• **Task brief**:
Output only the span of lines that begins at the line containing "Objective — one marker per instance of the man's face" and ends at the last line of the data, both included, exactly as they appear.

** START Data **

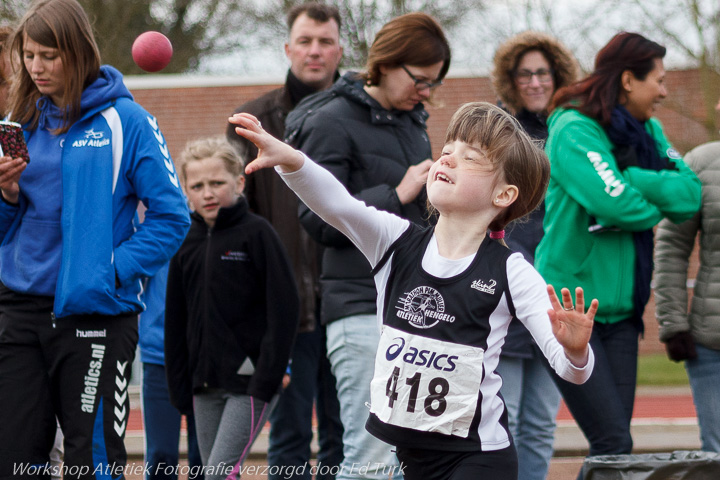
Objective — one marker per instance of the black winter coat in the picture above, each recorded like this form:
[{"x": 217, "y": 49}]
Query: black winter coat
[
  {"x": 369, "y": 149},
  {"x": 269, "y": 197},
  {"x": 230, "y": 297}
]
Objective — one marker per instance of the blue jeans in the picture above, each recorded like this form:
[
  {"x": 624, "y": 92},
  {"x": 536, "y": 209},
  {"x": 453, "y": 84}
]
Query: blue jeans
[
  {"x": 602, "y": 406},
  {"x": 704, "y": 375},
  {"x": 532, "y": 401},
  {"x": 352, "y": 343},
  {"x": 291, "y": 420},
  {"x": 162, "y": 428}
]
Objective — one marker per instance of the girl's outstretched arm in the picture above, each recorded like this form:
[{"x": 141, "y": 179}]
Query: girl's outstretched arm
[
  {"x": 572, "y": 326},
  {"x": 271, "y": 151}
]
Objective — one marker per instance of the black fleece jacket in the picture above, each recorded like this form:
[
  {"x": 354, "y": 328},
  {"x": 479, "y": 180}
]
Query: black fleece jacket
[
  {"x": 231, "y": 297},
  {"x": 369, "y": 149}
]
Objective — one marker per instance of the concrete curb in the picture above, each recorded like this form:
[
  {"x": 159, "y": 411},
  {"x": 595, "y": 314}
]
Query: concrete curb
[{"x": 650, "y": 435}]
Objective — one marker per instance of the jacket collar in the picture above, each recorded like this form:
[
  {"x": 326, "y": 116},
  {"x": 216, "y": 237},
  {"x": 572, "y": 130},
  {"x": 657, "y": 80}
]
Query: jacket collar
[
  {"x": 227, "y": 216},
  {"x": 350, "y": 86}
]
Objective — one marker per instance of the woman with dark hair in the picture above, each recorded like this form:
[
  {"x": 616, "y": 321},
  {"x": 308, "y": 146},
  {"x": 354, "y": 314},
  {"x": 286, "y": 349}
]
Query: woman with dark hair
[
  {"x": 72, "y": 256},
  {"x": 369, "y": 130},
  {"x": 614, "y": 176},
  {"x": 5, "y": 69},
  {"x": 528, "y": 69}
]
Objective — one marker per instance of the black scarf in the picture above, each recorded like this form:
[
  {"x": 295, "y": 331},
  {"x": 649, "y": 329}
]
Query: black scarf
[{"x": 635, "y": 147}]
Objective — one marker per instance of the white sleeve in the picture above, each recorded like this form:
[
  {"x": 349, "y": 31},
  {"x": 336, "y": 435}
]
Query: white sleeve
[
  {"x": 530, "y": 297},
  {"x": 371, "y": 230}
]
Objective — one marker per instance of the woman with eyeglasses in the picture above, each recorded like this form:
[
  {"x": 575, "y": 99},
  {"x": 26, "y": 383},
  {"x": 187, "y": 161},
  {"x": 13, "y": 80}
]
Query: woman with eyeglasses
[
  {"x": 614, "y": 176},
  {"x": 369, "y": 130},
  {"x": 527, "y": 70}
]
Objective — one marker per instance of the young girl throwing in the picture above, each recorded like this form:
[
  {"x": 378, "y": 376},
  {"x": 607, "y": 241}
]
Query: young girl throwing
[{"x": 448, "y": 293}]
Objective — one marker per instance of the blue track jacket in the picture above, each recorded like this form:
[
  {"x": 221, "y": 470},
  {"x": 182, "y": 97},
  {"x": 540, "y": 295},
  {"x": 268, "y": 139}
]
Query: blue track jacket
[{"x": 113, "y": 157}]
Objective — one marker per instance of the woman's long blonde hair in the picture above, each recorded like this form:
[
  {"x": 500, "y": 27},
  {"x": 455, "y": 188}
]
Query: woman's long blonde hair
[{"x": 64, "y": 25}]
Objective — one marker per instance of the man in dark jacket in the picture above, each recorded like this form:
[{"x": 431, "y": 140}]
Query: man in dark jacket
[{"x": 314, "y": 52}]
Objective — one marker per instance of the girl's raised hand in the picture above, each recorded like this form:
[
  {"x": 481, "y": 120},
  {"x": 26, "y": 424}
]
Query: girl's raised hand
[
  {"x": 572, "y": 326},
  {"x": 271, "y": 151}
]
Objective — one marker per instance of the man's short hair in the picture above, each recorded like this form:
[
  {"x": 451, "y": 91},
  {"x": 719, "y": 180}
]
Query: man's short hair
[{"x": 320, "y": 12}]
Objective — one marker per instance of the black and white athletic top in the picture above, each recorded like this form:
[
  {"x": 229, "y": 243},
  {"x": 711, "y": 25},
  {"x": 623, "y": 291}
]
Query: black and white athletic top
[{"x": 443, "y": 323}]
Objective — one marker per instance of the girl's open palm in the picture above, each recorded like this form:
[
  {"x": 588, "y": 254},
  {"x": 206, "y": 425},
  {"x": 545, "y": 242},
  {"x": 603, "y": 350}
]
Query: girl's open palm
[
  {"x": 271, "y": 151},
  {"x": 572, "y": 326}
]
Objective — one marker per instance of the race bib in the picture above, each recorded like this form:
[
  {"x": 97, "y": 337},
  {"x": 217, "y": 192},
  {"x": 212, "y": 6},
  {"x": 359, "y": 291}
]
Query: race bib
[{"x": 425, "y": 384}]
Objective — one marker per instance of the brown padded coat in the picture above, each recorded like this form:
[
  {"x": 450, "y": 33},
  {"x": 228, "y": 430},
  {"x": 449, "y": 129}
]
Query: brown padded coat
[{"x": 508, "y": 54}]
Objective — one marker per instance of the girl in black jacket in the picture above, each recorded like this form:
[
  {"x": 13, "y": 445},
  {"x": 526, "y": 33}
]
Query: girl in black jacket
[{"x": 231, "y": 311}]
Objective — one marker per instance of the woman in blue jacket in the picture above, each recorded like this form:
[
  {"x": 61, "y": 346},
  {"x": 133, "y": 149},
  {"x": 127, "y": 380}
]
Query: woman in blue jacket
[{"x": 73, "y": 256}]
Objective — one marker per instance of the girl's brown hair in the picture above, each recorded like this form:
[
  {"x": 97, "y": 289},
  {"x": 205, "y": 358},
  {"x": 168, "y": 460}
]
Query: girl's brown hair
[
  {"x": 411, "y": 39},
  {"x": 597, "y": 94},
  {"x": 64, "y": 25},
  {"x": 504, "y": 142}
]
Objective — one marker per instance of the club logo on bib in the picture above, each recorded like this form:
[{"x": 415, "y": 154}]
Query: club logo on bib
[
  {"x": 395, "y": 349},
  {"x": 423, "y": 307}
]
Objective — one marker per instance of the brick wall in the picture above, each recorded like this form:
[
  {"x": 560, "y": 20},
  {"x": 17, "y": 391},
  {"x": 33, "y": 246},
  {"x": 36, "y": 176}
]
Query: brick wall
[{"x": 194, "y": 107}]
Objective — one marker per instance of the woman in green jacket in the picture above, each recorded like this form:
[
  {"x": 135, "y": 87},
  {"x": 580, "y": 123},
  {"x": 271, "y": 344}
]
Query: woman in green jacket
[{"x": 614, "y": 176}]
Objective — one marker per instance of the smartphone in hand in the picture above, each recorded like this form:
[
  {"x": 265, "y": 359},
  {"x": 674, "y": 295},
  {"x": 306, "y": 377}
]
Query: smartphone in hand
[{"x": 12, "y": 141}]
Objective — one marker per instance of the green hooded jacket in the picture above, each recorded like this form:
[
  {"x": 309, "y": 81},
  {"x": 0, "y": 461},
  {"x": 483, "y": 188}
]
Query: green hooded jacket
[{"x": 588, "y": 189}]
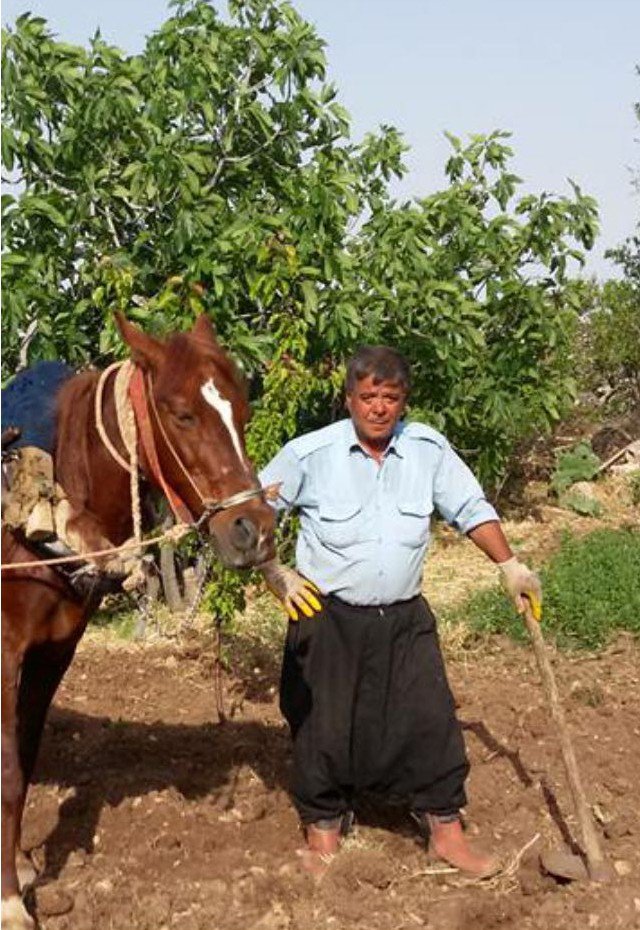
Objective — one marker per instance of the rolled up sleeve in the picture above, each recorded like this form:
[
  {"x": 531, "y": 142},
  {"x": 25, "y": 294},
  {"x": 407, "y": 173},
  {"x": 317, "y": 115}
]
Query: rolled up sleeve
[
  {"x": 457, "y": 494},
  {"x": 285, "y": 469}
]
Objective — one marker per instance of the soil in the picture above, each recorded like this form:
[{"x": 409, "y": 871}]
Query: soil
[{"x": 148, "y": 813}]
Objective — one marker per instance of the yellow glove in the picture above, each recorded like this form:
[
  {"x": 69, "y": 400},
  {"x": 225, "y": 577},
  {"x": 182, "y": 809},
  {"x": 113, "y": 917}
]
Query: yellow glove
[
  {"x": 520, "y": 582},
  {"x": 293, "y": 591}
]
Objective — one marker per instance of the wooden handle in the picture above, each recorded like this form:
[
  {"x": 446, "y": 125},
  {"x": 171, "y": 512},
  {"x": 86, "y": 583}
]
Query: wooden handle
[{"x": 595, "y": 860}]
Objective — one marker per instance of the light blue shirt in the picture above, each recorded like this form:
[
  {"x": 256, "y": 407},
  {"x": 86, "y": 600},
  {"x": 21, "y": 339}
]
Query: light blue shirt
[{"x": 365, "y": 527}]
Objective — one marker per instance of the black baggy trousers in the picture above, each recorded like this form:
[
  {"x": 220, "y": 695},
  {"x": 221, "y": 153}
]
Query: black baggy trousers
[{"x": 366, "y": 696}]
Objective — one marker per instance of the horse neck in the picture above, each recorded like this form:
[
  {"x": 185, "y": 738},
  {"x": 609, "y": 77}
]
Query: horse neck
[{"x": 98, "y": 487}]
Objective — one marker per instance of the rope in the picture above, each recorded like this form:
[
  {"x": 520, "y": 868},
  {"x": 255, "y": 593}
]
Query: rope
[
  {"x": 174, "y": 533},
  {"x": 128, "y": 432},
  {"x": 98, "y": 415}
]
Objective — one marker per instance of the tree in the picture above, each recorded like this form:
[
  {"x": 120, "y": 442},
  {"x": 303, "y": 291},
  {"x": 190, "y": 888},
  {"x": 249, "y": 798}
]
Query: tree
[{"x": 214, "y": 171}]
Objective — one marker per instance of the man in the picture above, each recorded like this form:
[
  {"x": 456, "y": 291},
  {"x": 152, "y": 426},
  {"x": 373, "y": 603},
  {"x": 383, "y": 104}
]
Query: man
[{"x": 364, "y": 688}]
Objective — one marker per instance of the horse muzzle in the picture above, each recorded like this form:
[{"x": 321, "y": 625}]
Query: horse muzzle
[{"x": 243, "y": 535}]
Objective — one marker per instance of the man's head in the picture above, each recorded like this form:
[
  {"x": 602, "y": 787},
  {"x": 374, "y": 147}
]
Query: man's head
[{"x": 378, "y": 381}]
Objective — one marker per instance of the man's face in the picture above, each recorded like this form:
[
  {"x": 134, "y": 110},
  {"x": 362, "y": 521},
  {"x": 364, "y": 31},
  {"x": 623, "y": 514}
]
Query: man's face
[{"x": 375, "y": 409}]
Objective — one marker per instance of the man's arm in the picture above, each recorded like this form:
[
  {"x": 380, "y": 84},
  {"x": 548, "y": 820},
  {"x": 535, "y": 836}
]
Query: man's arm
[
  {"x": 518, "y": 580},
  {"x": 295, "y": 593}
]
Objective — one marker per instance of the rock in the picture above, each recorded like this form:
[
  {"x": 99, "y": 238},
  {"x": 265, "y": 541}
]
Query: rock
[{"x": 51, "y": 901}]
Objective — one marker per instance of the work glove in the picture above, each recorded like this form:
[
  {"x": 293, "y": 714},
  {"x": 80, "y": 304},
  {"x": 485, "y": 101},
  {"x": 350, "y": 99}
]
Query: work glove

** END Data **

• **Solution to the exercise**:
Objective — one marker per instance of the man's face in the picture above, each recorded like this form:
[
  {"x": 134, "y": 110},
  {"x": 362, "y": 521},
  {"x": 364, "y": 31},
  {"x": 623, "y": 514}
]
Query: man's face
[{"x": 375, "y": 409}]
Objective — one marker per instance of the man's arm in the picture above, each recorded like this form:
[
  {"x": 380, "y": 84},
  {"x": 548, "y": 820},
  {"x": 535, "y": 836}
]
Query: man's arm
[
  {"x": 518, "y": 580},
  {"x": 295, "y": 593}
]
Objective — one marker per instance of the rock in the picture above, each recorded like this form:
[
  {"x": 99, "y": 238},
  {"x": 265, "y": 541}
]
Query: rock
[{"x": 51, "y": 901}]
Objective — one marker per instance of the work glove in the picture above, each recorded like this form:
[
  {"x": 293, "y": 714},
  {"x": 80, "y": 304},
  {"x": 485, "y": 101},
  {"x": 350, "y": 99}
]
Query: work glove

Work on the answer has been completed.